Records shown
========================

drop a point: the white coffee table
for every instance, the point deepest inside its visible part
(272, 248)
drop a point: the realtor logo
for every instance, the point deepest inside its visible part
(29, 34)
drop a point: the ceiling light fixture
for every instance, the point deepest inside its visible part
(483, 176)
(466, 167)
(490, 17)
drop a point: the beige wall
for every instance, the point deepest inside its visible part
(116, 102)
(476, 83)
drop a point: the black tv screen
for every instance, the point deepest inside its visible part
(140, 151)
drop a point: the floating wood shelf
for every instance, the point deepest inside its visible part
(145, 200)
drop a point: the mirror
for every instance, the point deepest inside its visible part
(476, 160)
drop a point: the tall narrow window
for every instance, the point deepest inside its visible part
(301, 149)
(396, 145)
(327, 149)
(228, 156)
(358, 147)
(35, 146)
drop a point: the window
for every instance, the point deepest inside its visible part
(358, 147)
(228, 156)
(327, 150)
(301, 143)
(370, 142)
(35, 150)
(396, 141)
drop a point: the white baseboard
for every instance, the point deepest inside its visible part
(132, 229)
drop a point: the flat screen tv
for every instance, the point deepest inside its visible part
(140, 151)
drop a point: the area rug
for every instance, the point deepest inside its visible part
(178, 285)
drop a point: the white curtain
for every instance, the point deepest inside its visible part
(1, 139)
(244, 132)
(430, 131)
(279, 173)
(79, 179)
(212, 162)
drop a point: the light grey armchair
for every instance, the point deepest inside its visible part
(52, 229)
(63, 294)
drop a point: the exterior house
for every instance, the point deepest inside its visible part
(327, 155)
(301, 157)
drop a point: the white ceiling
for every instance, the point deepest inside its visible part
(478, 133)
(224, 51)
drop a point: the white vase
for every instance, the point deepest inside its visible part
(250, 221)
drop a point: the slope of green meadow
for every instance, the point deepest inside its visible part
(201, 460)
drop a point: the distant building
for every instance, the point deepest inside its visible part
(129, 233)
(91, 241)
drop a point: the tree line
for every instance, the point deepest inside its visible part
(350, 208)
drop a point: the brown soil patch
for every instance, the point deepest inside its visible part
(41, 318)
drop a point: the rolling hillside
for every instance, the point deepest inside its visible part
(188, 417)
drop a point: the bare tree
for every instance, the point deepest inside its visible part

========================

The problem
Please copy the records word for word, starting at the line with "drop a point: the white ceiling" and continuing through the final line of the records.

Written answer
drop a point: the white ceiling
for every instance, the point deepest inside its visible part
(478, 133)
(224, 51)
drop a point: the white vase
for every instance, the point deepest inside its visible part
(250, 221)
drop a point: the slope of green meadow
for every instance, the point deepest inside its visible part
(201, 460)
drop a point: the distant building
for every instance, the point deepest inside its visible part
(129, 233)
(91, 241)
drop a point: the tree line
for every instance, the point deepest inside its visible part
(350, 208)
drop a point: the brown soil patch
for every instance, the point deepest inside its visible part
(41, 318)
drop a point: the rolling hillside
for every instance, the point deepest inside its visible part
(188, 417)
drop a point: the bare tree
for every instance, the point deepest inside its visible part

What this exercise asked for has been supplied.